-- BEGIN EXERCISE MATERIALS --

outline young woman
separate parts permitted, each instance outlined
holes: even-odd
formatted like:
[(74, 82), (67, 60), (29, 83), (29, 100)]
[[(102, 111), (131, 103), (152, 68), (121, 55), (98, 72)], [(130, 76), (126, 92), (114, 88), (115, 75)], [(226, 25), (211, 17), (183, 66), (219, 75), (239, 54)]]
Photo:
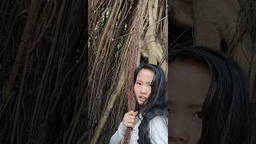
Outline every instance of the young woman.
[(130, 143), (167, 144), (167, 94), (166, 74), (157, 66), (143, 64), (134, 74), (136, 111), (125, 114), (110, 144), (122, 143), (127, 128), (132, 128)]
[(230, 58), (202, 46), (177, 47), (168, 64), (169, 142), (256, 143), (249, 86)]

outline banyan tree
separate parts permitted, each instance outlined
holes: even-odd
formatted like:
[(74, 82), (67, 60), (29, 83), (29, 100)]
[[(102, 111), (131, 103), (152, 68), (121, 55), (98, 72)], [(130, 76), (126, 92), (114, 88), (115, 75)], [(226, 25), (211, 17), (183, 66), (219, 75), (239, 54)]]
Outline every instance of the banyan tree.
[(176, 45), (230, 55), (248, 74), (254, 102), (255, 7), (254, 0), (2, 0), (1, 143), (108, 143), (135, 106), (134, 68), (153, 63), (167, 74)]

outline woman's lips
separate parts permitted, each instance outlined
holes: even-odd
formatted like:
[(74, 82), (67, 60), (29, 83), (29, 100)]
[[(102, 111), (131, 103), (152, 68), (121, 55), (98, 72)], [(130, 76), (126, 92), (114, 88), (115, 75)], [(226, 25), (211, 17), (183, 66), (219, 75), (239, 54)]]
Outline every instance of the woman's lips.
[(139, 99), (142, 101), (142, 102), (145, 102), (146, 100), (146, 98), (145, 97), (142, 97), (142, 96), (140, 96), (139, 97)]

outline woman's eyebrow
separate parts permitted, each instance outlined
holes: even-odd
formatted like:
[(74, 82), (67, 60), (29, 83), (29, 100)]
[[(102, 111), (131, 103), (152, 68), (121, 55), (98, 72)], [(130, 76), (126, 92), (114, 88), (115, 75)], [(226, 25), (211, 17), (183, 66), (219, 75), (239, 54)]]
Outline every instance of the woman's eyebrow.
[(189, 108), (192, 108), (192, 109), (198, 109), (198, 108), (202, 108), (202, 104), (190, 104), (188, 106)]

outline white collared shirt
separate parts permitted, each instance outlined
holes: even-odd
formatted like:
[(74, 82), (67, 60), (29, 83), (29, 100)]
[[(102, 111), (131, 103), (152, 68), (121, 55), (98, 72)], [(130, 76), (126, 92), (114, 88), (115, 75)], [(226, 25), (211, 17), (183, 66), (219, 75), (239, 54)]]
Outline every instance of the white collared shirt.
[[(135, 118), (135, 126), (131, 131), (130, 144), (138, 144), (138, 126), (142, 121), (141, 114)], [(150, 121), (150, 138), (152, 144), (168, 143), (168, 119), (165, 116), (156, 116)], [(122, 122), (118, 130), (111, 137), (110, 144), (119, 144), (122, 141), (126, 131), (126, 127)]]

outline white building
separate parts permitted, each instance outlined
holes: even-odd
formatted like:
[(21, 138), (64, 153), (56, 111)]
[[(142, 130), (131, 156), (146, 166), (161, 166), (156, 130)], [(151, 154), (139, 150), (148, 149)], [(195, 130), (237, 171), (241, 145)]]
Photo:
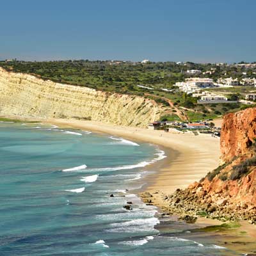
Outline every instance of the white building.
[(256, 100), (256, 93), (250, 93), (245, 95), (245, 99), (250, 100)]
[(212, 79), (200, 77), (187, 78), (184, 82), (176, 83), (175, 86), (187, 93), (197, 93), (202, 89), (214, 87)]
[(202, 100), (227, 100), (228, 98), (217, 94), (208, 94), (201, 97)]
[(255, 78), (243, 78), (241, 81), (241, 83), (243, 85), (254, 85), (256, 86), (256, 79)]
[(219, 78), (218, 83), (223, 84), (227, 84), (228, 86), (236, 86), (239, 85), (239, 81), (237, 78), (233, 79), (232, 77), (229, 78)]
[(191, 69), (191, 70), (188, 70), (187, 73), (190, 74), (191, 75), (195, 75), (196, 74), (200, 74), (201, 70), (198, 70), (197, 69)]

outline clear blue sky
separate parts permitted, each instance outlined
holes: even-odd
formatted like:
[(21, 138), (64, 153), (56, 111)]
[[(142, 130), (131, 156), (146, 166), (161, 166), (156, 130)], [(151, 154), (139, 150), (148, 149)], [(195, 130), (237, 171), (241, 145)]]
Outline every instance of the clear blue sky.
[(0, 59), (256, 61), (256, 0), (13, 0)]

-- END EXERCISE MATERIALS --
-- BEGIN EXERCISE MATERIALS --

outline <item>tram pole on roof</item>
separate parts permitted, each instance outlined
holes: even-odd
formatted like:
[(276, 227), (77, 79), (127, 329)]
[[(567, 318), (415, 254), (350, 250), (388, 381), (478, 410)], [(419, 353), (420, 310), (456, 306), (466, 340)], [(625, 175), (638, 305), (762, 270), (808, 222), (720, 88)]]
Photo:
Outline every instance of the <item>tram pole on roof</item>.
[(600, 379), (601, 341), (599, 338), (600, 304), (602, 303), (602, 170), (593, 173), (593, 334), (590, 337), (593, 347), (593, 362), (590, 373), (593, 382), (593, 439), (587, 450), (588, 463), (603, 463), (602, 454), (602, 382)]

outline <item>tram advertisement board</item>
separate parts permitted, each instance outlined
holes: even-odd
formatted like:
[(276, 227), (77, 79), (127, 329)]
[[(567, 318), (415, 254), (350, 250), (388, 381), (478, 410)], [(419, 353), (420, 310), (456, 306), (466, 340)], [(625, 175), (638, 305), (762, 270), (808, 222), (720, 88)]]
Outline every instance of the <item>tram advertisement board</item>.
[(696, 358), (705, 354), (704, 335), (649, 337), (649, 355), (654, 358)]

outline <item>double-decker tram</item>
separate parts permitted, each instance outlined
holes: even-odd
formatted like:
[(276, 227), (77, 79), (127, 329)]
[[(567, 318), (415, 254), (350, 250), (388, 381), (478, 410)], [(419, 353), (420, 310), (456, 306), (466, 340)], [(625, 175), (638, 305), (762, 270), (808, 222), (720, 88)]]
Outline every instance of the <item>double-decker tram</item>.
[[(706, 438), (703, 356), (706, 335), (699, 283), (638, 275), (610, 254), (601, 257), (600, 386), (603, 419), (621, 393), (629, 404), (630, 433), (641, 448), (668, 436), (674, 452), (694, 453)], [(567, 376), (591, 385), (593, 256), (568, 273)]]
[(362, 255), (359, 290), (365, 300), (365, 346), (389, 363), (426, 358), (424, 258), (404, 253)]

-- END EXERCISE MATERIALS --
-- BEGIN EXERCISE MATERIALS --

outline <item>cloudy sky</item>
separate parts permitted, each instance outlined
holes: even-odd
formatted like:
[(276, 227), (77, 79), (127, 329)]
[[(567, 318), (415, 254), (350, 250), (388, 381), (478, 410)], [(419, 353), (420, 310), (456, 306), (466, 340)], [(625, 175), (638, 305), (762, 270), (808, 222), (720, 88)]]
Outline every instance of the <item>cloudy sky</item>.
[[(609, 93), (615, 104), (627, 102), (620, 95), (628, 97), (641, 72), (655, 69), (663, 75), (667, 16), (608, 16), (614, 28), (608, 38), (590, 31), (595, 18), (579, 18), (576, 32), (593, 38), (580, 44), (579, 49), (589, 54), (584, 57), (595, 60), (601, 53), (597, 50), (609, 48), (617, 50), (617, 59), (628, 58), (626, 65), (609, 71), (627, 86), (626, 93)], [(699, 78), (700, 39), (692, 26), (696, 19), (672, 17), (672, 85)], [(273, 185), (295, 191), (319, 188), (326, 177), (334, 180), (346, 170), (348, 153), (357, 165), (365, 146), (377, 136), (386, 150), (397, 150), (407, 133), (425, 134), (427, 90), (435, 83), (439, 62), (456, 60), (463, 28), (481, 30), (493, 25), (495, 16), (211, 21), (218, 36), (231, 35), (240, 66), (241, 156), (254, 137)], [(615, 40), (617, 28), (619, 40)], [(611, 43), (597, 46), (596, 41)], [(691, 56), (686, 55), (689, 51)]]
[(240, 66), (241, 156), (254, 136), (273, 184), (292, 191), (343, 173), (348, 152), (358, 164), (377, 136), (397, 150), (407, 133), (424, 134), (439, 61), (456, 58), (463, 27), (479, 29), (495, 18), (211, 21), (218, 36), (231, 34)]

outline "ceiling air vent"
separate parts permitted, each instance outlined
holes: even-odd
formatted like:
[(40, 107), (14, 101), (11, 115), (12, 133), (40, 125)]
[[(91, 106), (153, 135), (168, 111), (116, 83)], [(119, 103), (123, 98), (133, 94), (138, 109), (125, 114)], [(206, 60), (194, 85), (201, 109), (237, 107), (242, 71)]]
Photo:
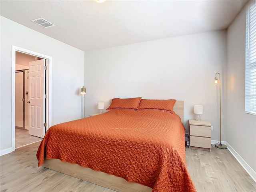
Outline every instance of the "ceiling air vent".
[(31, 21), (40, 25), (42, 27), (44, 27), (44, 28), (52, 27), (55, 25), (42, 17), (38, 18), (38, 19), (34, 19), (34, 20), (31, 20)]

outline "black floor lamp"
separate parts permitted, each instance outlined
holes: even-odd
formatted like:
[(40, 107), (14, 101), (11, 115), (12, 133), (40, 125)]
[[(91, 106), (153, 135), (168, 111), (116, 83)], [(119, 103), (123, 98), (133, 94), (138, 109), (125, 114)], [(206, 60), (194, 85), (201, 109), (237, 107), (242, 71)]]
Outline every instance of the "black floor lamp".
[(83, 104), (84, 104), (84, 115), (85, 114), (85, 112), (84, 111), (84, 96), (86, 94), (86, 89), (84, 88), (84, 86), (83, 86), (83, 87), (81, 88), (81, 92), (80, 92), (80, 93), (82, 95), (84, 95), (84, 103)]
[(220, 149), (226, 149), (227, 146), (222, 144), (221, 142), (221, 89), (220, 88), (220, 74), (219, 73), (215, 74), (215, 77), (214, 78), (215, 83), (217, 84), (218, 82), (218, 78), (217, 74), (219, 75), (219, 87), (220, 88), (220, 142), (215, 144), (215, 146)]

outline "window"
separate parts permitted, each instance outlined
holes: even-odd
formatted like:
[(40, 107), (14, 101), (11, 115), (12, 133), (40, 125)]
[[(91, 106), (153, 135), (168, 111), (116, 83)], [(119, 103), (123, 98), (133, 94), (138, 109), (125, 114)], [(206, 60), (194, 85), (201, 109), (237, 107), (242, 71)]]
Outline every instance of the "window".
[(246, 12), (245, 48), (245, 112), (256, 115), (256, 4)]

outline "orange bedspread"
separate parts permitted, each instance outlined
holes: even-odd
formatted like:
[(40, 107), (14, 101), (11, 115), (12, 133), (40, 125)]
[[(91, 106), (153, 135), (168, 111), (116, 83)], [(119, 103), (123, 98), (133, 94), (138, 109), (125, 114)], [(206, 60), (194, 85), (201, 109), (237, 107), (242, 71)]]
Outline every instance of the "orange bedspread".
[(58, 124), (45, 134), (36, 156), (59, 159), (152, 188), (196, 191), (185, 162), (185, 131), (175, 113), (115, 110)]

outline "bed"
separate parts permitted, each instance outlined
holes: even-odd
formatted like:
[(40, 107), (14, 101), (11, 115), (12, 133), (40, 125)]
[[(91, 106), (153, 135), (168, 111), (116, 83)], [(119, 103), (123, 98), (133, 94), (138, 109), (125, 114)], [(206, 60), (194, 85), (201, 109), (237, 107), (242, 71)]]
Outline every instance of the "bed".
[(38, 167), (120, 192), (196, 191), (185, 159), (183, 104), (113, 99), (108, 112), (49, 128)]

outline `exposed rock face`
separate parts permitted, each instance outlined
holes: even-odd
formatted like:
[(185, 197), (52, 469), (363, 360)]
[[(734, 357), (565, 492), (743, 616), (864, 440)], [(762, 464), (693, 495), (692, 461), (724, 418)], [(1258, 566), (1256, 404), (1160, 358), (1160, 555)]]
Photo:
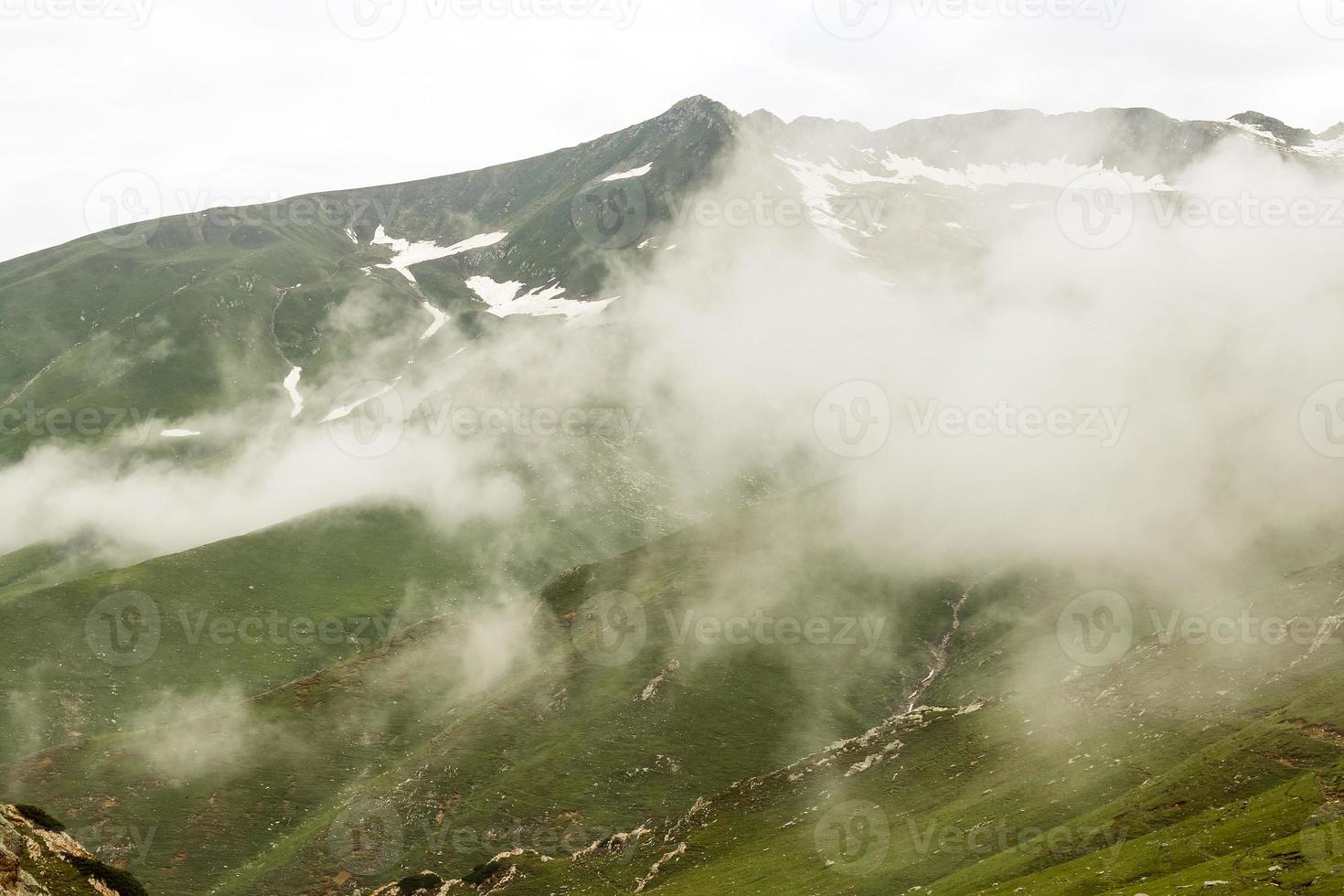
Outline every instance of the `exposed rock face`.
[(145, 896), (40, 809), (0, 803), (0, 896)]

-- END EXERCISE MATERIALS --

WHAT THE EXERCISE ASKS: Render the items as a numbered list, beginning at the line that has "outline young woman" and stopping after the line that has "143), (249, 86)]", with blank lines left out. Omit the pictures.

EXERCISE SOLUTION:
1. outline young woman
2. separate parts permitted, each instance outlined
3. holes: even-odd
4. formatted like:
5. [(74, 82), (67, 60), (29, 83), (29, 100)]
6. [[(102, 111), (131, 103), (152, 68), (121, 55), (98, 72)], [(130, 76), (126, 92), (114, 88), (115, 75)], [(226, 25), (211, 17), (183, 66), (219, 75), (239, 54)]]
7. Photo:
8. Outline every instance of the young woman.
9. [(130, 143), (167, 144), (167, 94), (166, 74), (157, 66), (143, 64), (134, 74), (136, 111), (125, 114), (110, 144), (122, 143), (127, 128), (132, 128)]
10. [(230, 58), (202, 46), (177, 47), (168, 64), (169, 142), (256, 143), (249, 86)]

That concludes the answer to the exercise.